Show, from the records below, all lines that contain the word "nose".

▸ Material provided
_ _ _ _ _ _ _

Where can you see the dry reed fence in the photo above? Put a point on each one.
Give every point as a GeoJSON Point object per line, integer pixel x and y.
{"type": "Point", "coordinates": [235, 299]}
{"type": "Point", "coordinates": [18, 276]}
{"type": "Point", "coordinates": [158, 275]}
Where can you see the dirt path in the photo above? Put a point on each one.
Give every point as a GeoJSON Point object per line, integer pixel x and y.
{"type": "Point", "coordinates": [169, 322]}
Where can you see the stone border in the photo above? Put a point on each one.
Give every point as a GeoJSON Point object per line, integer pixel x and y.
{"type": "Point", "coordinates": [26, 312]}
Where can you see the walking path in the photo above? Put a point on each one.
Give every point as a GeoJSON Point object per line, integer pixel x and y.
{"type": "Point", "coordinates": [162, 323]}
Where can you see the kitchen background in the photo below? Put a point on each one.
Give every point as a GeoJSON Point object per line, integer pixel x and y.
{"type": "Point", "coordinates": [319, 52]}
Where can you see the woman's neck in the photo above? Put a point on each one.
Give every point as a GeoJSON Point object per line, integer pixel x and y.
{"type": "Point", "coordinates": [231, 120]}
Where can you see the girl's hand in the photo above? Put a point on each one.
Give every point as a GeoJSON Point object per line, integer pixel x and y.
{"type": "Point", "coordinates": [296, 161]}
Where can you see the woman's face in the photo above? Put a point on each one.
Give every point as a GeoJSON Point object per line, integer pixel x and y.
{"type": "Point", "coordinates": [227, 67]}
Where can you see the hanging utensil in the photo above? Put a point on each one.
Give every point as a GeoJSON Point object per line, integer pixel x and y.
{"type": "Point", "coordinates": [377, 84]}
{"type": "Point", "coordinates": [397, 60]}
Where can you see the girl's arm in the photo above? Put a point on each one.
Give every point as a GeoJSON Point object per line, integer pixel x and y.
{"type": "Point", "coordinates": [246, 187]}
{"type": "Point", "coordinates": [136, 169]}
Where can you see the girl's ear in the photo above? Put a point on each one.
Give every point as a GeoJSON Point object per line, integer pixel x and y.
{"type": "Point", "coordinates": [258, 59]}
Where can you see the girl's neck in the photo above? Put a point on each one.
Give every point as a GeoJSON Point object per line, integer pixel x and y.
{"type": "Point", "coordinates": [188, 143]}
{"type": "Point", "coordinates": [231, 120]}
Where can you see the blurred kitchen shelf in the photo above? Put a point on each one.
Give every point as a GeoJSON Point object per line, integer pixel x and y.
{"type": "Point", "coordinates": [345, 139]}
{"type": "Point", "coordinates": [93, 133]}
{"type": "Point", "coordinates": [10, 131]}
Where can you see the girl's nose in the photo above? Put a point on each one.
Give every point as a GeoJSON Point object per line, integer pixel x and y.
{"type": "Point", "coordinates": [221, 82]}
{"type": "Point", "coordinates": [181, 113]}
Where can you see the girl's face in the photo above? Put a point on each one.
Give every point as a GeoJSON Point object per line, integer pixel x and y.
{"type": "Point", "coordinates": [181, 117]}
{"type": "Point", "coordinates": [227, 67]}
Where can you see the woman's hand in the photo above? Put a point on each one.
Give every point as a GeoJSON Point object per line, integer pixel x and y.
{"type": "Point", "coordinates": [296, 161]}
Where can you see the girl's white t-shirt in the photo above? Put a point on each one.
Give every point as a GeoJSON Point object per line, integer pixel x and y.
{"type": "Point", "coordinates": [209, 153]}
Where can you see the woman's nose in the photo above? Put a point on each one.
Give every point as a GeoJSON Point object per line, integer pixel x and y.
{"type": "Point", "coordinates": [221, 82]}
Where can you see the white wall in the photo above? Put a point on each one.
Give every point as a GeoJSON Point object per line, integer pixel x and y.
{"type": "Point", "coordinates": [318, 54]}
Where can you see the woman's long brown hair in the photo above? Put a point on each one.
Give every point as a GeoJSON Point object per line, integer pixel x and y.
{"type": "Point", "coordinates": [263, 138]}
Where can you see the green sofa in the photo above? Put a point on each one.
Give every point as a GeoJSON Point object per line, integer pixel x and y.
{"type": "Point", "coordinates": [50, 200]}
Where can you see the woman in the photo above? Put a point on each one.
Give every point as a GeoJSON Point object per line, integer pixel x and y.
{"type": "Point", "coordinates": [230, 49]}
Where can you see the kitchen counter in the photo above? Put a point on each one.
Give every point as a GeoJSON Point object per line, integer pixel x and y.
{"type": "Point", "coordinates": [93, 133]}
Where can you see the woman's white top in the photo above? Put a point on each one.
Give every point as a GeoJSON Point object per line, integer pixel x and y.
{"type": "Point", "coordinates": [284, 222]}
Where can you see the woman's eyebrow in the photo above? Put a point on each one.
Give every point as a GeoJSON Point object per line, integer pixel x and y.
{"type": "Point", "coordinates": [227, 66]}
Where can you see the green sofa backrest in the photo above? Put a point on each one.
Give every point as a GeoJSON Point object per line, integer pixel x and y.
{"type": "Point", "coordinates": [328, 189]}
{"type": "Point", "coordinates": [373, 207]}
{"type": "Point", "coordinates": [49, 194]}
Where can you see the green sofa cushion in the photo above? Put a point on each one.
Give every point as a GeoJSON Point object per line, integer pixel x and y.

_ _ _ _ _ _ _

▸ Exercise response
Where can you see the girl's nose in the photo above? Put a point on each one.
Where can you see the woman's nose in the photo above? Put a point on each one.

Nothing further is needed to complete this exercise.